À plein : entièrement (Furetière).
Voir la liasse Vanité.
Voir Thirouin Laurent, “Les premières liasses des Pensées : architecture et signification”, XVIIe Siècle, n° 177, p. 451-467. Sur la manière dont des facteurs insignifiants engendrent des suites qui leur sont disproportionnées, et des événements dépourvus de fondement, ce qui caractérise la vanité.
La cause en est un Je ne sais quoi. Corneille.
Dans Corneille, Médée, II, 5, Pléiade I, p. 561, et Rodogune, I, 5, v. 362, p. 217, in Œuvres complètes, éd. G. Couton, I et II, Pléiade, Paris, Gallimard, 1980 et 1984, mentionnent ce je ne sais quoi inexprimable qui suscite l’amour.
Médée :
« Souvent je ne sais quoi qu’on ne peut exprimer
Nous surprend, nous emporte, et nous force d’aimer ;
Et souvent, sans raison, les objets de nos flammes
Frappent nos yeux ensemble et saisissent nos âmes. »
Rodogune :
« Il est des nœuds secrets, il est des sympathies,
Dont par le doux rapport les âmes assorties
S’attachent l’une à l’autre, et se laissent piquer
Par ces je ne sais quoi qu’on ne peut expliquer.
C’est par là que l’un d’eux obtient la préférence. »
L’expression je ne sais quoi apparaît souvent dans le théâtre de Corneille, comme complément d’un verbe.
Les Pascal ont connu personnellement Corneille lors de leur séjour à Rouen. Voir Mesnard Jean, Pascal, 5e éd., p. 26. Voir aussi dans OC II, éd. J. Mesnard, p. 241 sq., les activités poétiques de Jacqueline, qui furent encouragées par Corneille.
Goyet Thérèse, “Le cornélianisme de la famille Pascal”, Études normandes, n° 1, p. 49-60.
Le théâtre de Corneille a parfois inspiré Pascal. Le passage qui suit du fragment Preuves par discours II (Laf. 427, Sel. 681) enferme manifestement une allusion au monologue de Don Diègue dans Le Cid : Rien n’est si important à l’homme que son état ; rien ne lui est si redoutable que l’éternité. Et ainsi, qu’il se trouve des hommes indifférents à la perte de leur être et au péril d’une éternité de misères, cela n’est point naturel. Ils sont tout autres à l’égard de toutes les autres choses : ils craignent jusqu’aux plus légères, ils les prévoient, ils les sentent ; et ce même homme qui passe tant de jours et de nuits dans la rage et dans le désespoir pour la perte d’une charge ou pour quelque offense imaginaire à son honneur, c’est celui-là même qui sait qu’il va tout perdre par la mort, sans inquiétude et sans émotion.

> [Données extraites]:
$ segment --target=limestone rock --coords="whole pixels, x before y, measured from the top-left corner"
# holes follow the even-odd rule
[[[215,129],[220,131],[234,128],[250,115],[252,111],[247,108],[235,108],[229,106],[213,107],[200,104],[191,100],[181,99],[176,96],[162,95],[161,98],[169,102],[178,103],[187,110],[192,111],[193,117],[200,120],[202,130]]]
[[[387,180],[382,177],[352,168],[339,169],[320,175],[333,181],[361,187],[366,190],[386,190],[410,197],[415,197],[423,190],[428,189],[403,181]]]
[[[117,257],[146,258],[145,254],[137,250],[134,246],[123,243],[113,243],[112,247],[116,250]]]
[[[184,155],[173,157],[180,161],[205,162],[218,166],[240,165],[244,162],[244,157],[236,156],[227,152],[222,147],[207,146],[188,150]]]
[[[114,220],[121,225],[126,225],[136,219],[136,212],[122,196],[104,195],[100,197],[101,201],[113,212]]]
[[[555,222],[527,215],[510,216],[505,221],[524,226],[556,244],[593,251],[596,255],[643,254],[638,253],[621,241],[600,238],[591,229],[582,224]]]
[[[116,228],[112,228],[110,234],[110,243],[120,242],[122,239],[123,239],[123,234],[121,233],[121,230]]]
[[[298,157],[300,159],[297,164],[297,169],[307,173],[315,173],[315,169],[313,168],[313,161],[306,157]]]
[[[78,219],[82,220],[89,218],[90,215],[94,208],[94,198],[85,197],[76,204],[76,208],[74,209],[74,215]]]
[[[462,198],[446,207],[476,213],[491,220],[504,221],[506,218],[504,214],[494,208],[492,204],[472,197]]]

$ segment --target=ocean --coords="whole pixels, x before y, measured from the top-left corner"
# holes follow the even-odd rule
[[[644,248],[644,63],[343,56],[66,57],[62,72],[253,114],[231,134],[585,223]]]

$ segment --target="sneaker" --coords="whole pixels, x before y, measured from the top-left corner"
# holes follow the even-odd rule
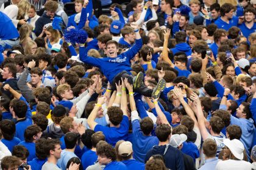
[[[152,97],[154,99],[158,98],[161,92],[163,92],[165,88],[165,80],[161,79],[157,83],[157,86],[154,88],[153,92],[152,93]]]
[[[143,81],[144,75],[142,72],[139,72],[133,80],[133,88],[135,89],[139,88]]]

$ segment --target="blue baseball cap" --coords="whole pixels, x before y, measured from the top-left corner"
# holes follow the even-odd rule
[[[119,20],[114,20],[111,24],[110,32],[113,33],[120,33],[122,29],[122,23]]]

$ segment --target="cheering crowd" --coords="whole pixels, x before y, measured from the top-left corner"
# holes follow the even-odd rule
[[[256,1],[119,1],[0,0],[0,169],[256,169]]]

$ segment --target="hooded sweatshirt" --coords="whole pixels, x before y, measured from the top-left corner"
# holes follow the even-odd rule
[[[253,139],[254,125],[254,120],[252,118],[237,118],[235,117],[230,116],[230,125],[238,125],[242,129],[242,136],[241,137],[240,141],[243,143],[246,150],[247,156],[248,160],[251,160],[249,149],[252,147]]]
[[[166,147],[168,148],[165,154],[164,154]],[[172,170],[184,169],[184,160],[182,152],[178,149],[169,144],[168,146],[154,146],[151,150],[148,152],[145,162],[152,155],[156,154],[160,154],[163,156],[167,168]]]
[[[191,55],[192,53],[192,50],[190,48],[190,46],[186,42],[177,44],[175,46],[175,48],[171,49],[170,50],[172,52],[173,55],[175,55],[179,52],[185,52],[187,56]]]

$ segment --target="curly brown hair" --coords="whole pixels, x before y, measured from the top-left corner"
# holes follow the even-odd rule
[[[96,146],[97,155],[105,156],[112,161],[116,160],[115,148],[105,141],[100,141]]]
[[[108,115],[109,121],[115,126],[119,124],[123,120],[123,111],[118,107],[108,107],[107,114]]]
[[[56,12],[58,8],[58,4],[56,1],[47,1],[44,4],[45,10],[50,12]]]

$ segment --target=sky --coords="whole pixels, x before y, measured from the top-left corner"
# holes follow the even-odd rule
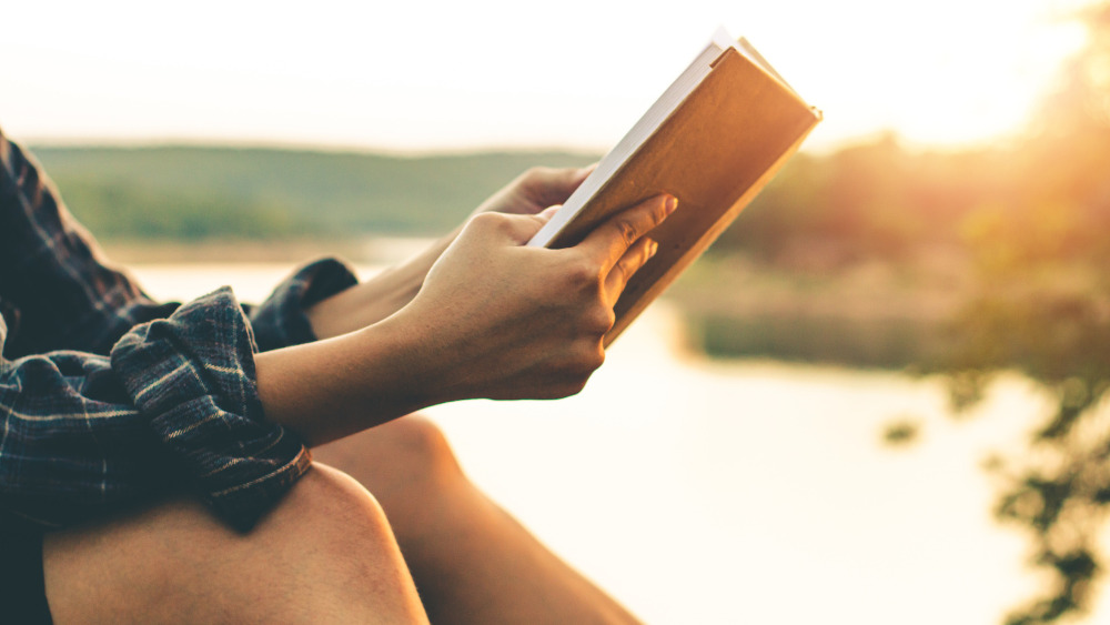
[[[810,150],[894,130],[1011,135],[1083,41],[1080,0],[441,0],[0,8],[0,128],[49,142],[604,150],[718,26],[825,121]]]

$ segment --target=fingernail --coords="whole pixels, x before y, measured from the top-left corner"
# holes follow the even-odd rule
[[[668,215],[675,212],[675,209],[678,208],[678,198],[675,198],[674,195],[667,195],[667,201],[664,203],[663,208],[664,210],[667,211]]]

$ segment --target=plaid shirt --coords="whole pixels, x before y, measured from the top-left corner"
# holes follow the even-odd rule
[[[249,528],[310,463],[264,420],[253,354],[313,340],[304,309],[353,283],[325,260],[258,308],[153,302],[0,133],[0,518],[60,527],[183,488]]]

> [Tâches à réaliser]:
1 > Indiquez si chacun des énoncés suivants concorde avec le passage sur Corneille et Pascal, en citant les mots décisifs : (a) Les Pascal ont connu Corneille lors de leur séjour à Rouen. (b) L'expression « je ne sais quoi » est rare dans le théâtre de Corneille. (c) Le fragment Preuves par discours II fait allusion au monologue de Don Diègue dans Le Cid.
2 > D'après le passage sur Corneille et Pascal, qui a encouragé les activités poétiques de Jacqueline ?
3 > Reprenez le passage sur Corneille et Pascal à la suite de sa dernière phrase.

> [Résultats par tâche]:
1 >
(a) Oui : « Les Pascal ont connu personnellement Corneille lors de leur séjour à Rouen. »
(b) Non : « L’expression je ne sais quoi apparaît souvent dans le théâtre de Corneille, comme complément d’un verbe. »
(c) Oui : « enferme manifestement une allusion au monologue de Don Diègue dans Le Cid »

2 > Corneille.

3 >
Un autre exemple de réflexion de Pascal sur le théâtre de Corneille est fourni par cette allusion à Horace dans le fragment Miracles III (Laf. 897, Laf. 448). Comminuentes cor. Saint Paul. Voilà le caractère chrétien. Albe vous a nommé, je ne vous connais plus. Corneille. Voilà le caractère inhumain. Le caractère humain est le contraire.
Thirouin Laurent, “Les premières liasses des Pensées : architecture et signification”, XVIIe Siècle, n° 177, p. 451-467.
Très fréquente au XVIIe siècle, l’expression je ne sais quoi a deux significations différentes.
Elle peut d’abord désigner une chose, une cause ou un facteur si ténu, si délicat, qu’on a peine à l’apercevoir. Dans ce sens, l’expression sert souvent à introduire un développement sur la disproportion des effets et des causes. C’est en ce sens que Pascal parle du nez de Cléopâtre, pour désigner ce que nous appellerions l’effet papillon.
On retrouve souvent la même idée sous la plume des mémorialistes. Comme l’écrit Bussy, « les plus grandes et les plus fâcheuses affaires du monde commencent presque toujours par des bagatelles » ; voir Lesne Emmanuèle, La poétique des mémoires, p. 182.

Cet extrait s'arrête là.